## Texte proposé
* * * * * * * * *
Curieusement, la domination des pêcheurs saisonniers anglais à Terre-Neuve au 18e siècle prépare la disparition de la pêche migratoire. Vingt-cinq ans de turbulence précèdent pourtant cet épisode de prospérité.

Vingt-cinq ans de tourmente

Les bateaux de pêche

À l'aube du 18e siècle, l'Angleterre vit enfin une ère de paix après une dizaine d'années de guerre qui a mis à mal l'industrie de la pêche. L'enrôlement des pêcheurs dans la marine, l'arrêt du commerce, les ravages perpétrés par les Français à Terre-Neuve ont pesé très lourd sur une industrie déjà fragilisée par une dépression économique. Un nombre toujours plus important d'habitants-pêcheurs et de pêcheurs en bye-boat prennent la place des bateaux de pêche de fort tonnage en décroissance.

À l'avènement de la paix, de grands changements secouent l'industrie de la pêche. Les marchands du sud-ouest peinent à réagir à une concurrence qui se fait de plus en plus vive. Novices en matière de pêcheries à Terre-Neuve, de nombreuses villes telles que Cork, Liverpool, Chester et Hull bénéficient du desserrement du crédit après la guerre et de l'abondance de la main-d'œuvre pour se lancer dans le commerce maritime, notamment celui avec Terre-Neuve. La ville de Londres, qui, en 1684, possède 4 navires liés au commerce avec Terre-Neuve, en compte 73 en 1698. L'emprise des marchands du sud-ouest semble mise en péril.
* * * * * * * * *
## Consigne A
Recopiez le passage du texte sur la pêche anglaise à Terre-Neuve commençant à « Vingt-cinq ans de tourmente » et se terminant à « tonnage en décroissance. », en remplaçant « dépression économique » par « crise financière ».
## Consigne B
Combien de lignes des entrées de données contiennent la chaîne « black » ? Donnez seulement le nombre.

Entrées de données:
* * * * * * * * *
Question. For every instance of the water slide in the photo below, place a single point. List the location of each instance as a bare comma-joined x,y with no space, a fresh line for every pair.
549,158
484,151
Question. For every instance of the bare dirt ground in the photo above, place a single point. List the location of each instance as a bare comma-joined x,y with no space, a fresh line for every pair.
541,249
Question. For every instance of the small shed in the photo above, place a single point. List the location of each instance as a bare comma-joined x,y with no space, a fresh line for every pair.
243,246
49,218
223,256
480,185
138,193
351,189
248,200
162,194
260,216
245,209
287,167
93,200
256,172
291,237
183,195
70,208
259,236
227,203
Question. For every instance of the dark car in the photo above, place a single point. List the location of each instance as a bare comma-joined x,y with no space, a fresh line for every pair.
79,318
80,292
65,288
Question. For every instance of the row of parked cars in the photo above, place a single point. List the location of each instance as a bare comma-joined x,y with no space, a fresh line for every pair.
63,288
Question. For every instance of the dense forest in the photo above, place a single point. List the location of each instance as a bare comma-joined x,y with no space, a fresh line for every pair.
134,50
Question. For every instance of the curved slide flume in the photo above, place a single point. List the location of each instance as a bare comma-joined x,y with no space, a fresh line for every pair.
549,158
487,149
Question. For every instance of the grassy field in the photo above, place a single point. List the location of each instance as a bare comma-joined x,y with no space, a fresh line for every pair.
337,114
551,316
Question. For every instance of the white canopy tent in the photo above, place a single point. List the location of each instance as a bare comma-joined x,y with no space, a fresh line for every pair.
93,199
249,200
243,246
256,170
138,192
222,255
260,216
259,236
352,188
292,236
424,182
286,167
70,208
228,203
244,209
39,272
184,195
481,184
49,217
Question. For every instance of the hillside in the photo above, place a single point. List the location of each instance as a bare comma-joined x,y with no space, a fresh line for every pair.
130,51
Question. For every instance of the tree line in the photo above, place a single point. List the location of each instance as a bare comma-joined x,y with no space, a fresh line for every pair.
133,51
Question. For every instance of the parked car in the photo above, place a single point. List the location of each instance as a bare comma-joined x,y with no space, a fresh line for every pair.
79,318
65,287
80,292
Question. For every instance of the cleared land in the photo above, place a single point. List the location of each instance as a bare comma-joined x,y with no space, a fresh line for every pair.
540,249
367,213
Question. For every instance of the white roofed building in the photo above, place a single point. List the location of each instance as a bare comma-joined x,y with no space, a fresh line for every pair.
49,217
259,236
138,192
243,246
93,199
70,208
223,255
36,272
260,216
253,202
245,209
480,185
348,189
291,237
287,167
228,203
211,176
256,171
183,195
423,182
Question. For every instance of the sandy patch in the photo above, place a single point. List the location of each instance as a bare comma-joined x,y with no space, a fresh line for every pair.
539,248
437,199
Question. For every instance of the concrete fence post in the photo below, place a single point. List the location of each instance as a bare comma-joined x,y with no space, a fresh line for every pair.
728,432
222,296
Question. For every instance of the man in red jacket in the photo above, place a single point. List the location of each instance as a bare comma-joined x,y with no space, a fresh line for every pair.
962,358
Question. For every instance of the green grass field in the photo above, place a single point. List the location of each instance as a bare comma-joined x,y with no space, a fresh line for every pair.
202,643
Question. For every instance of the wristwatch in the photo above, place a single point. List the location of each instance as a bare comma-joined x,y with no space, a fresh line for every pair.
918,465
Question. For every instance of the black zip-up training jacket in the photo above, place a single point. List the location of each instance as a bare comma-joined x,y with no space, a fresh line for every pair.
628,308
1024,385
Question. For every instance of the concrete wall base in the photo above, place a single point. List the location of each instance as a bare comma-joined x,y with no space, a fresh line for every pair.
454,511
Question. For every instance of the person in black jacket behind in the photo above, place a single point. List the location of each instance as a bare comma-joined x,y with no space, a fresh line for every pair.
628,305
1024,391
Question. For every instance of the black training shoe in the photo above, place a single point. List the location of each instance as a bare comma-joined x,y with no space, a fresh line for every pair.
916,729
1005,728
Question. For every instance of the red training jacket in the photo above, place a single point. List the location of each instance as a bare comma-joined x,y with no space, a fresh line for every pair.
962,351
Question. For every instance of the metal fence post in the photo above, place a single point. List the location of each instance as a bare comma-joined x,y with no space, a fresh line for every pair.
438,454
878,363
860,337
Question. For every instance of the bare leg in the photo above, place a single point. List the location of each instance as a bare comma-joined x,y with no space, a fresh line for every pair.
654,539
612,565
* * * * * * * * *
## Corrigé A
Vingt-cinq ans de tourmente

Les bateaux de pêche

À l'aube du 18e siècle, l'Angleterre vit enfin une ère de paix après une dizaine d'années de guerre qui a mis à mal l'industrie de la pêche. L'enrôlement des pêcheurs dans la marine, l'arrêt du commerce, les ravages perpétrés par les Français à Terre-Neuve ont pesé très lourd sur une industrie déjà fragilisée par une crise financière. Un nombre toujours plus important d'habitants-pêcheurs et de pêcheurs en bye-boat prennent la place des bateaux de pêche de fort tonnage en décroissance.

## Corrigé B
3